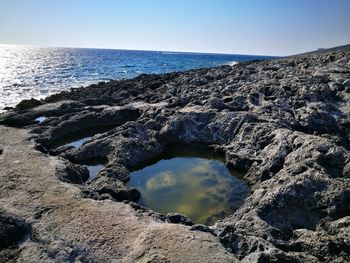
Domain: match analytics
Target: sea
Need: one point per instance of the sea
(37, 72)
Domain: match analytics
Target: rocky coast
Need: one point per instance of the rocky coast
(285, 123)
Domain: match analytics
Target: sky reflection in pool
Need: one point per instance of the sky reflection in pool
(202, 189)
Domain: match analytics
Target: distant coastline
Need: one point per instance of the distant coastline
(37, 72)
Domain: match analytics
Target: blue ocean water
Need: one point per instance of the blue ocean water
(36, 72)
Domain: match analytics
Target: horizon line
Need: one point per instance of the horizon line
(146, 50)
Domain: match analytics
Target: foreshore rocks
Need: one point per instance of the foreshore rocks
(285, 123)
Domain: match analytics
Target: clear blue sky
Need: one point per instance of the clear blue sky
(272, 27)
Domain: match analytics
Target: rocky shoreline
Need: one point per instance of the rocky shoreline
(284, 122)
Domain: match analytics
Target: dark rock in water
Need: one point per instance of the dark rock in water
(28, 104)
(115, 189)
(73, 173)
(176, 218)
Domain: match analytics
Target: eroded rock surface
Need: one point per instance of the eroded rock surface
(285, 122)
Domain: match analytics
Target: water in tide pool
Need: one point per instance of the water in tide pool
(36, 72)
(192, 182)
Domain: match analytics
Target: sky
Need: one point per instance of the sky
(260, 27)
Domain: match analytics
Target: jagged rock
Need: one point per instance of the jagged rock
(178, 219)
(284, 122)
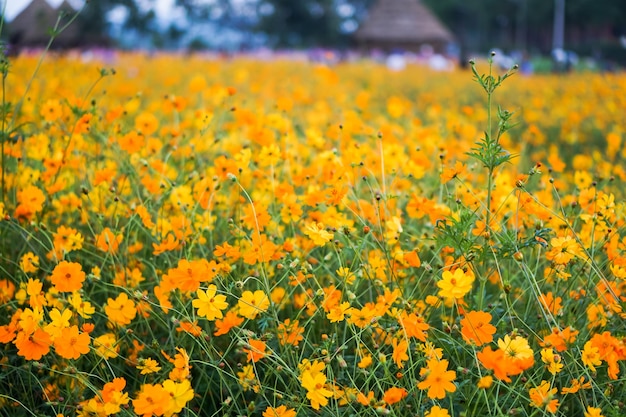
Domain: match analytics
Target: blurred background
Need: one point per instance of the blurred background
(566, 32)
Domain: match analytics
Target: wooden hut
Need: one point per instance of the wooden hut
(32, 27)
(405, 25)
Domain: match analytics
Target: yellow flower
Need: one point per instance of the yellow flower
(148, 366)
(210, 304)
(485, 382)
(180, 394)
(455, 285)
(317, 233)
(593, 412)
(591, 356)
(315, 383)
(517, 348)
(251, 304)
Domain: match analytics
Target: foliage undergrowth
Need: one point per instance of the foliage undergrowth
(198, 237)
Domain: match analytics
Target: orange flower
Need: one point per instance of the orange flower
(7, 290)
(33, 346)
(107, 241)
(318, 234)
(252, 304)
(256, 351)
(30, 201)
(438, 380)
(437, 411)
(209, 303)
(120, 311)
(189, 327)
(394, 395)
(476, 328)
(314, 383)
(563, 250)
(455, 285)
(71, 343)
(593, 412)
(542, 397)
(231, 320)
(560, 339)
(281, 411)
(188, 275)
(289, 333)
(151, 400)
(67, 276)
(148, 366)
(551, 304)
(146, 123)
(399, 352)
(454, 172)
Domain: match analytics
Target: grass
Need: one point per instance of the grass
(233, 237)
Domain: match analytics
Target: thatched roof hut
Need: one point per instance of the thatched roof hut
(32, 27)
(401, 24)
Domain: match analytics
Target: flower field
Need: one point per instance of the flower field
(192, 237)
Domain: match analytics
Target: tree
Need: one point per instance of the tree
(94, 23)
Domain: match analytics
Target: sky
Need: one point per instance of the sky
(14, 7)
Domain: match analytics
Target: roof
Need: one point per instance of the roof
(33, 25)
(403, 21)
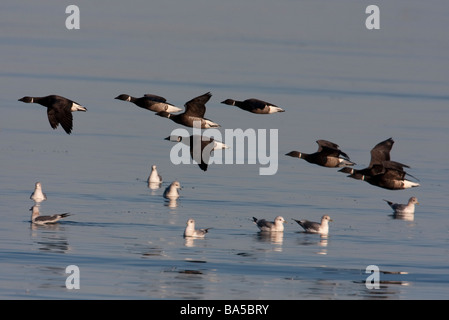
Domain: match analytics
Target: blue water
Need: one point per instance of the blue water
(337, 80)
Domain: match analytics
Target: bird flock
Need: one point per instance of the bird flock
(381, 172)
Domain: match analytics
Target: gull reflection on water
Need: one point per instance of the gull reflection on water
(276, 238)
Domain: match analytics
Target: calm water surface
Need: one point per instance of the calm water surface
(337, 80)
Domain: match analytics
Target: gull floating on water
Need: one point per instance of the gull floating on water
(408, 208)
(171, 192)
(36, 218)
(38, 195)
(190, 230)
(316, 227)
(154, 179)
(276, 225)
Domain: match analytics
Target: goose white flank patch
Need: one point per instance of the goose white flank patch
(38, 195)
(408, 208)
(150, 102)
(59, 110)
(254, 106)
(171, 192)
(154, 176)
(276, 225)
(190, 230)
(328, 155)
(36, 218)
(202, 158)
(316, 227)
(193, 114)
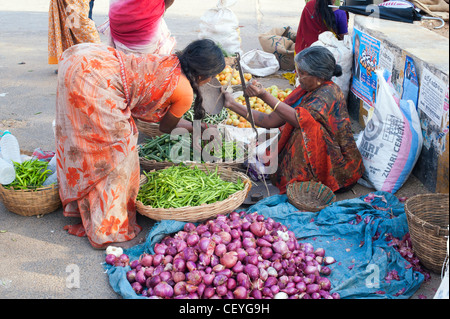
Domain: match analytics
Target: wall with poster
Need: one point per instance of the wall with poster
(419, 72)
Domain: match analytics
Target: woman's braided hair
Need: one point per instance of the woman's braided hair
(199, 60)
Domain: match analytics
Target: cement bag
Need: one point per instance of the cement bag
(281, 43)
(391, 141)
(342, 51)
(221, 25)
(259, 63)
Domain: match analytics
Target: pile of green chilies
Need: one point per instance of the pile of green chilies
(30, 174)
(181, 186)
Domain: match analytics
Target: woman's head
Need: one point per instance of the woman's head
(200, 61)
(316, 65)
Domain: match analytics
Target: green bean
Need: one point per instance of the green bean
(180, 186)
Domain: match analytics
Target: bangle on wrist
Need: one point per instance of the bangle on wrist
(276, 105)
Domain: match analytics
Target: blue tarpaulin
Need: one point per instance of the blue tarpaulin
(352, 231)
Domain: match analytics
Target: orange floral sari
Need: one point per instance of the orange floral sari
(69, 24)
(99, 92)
┄┄┄┄┄┄
◆ Directive ◆
Gather every line in the entries above that contains the word "eroded", copying each such line in full.

◆ Task response ◆
Target: eroded rock surface
Need: one point per instance of the eroded rock surface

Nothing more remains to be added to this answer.